(Natural-language object grounding data)
────────────────
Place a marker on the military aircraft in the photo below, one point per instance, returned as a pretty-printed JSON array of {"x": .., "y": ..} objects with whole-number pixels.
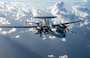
[{"x": 43, "y": 27}]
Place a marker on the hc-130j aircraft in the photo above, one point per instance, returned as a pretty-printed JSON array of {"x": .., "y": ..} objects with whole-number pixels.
[{"x": 58, "y": 30}]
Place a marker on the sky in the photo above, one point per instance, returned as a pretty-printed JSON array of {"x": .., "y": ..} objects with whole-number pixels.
[{"x": 23, "y": 43}]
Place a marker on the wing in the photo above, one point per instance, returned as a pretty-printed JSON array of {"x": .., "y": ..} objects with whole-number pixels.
[
  {"x": 18, "y": 26},
  {"x": 71, "y": 22}
]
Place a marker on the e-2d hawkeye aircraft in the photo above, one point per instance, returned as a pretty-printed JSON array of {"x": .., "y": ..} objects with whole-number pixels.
[{"x": 57, "y": 30}]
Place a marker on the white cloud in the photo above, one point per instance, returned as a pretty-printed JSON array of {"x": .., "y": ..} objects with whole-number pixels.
[
  {"x": 63, "y": 39},
  {"x": 85, "y": 1},
  {"x": 65, "y": 56},
  {"x": 4, "y": 21},
  {"x": 17, "y": 36},
  {"x": 52, "y": 37},
  {"x": 4, "y": 32},
  {"x": 51, "y": 56},
  {"x": 12, "y": 30}
]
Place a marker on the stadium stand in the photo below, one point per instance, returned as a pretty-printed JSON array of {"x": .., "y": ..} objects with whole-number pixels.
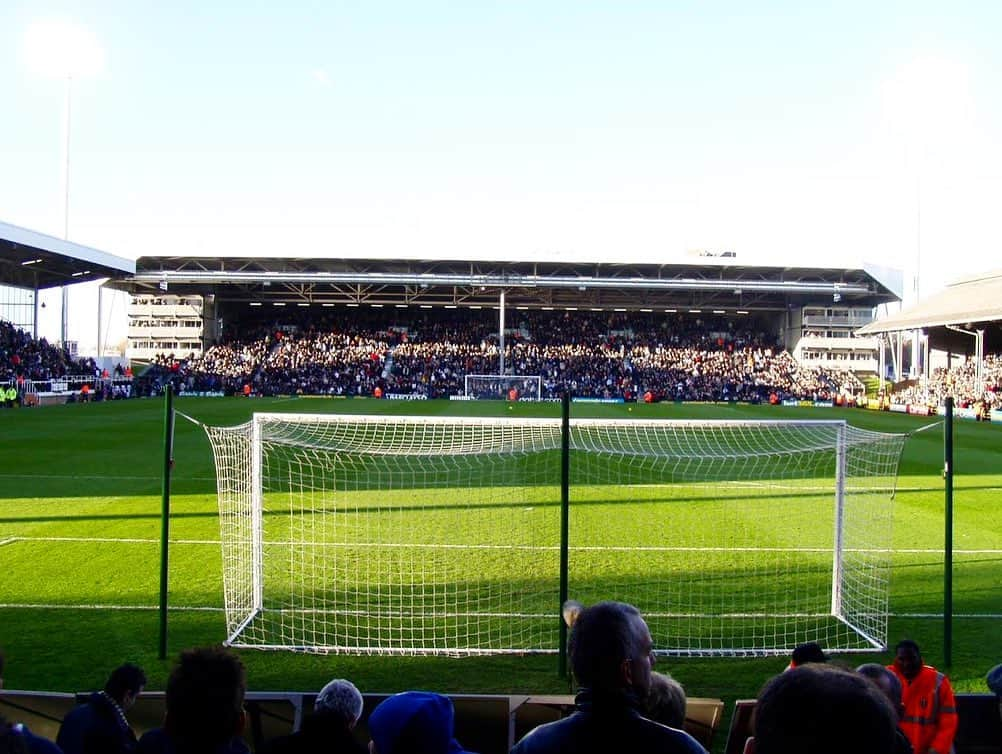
[
  {"x": 593, "y": 355},
  {"x": 959, "y": 382}
]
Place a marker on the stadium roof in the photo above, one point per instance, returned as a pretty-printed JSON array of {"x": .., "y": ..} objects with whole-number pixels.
[
  {"x": 970, "y": 304},
  {"x": 694, "y": 283},
  {"x": 35, "y": 261},
  {"x": 968, "y": 301}
]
────────────────
* **Work task**: What the answer must hold: all the data above, given again exactly, without pictures.

* **Task solution**:
Place a marker on the military aircraft in the photo below, one point per instance, returned as a pretty-printed JSON array of {"x": .., "y": ..} objects with whole-number pixels.
[{"x": 43, "y": 27}]
Place a marker on the hc-130j aircraft in the photo above, one point per instance, returned as a pretty-printed JSON array of {"x": .., "y": ..} objects with whole-number pixels.
[{"x": 58, "y": 30}]
Place a marker on the sky in the photo above, one point per instance, returned as a pretty-printed JSON array of {"x": .., "y": ..} objects with whole-number pixels.
[{"x": 23, "y": 43}]
Place a marker on the wing in the photo above, one point per instance, returned as a pretty-printed JSON array of {"x": .., "y": ..} objects with whole-number pixels.
[
  {"x": 18, "y": 26},
  {"x": 71, "y": 22}
]
Place a marker on the e-2d hawkeye aircraft in the photo above, one point per instance, returned as a pretty-printed JSON array of {"x": .., "y": ..} objects with whole-number pixels.
[{"x": 57, "y": 30}]
Place a marker on the white cloud in the photo above, one point per instance, returned as a pretty-printed JSON array of {"x": .., "y": ..} objects with whole-number pixels.
[
  {"x": 63, "y": 39},
  {"x": 85, "y": 1},
  {"x": 65, "y": 56},
  {"x": 4, "y": 21},
  {"x": 17, "y": 36},
  {"x": 52, "y": 37},
  {"x": 4, "y": 32},
  {"x": 51, "y": 56},
  {"x": 12, "y": 30}
]
Place a marker on the stadium stand in the photo below, one point per instance, returned as a pretty-printed JSON array of {"x": .., "y": ..} objects with whole-number pixels.
[
  {"x": 593, "y": 355},
  {"x": 959, "y": 382}
]
Place a marker on the stadium roof in the photo above, one point per instance, returned as a pretty-printed JSON array of {"x": .., "y": ..} objects with whole-number pixels.
[
  {"x": 970, "y": 304},
  {"x": 694, "y": 283},
  {"x": 35, "y": 261},
  {"x": 968, "y": 301}
]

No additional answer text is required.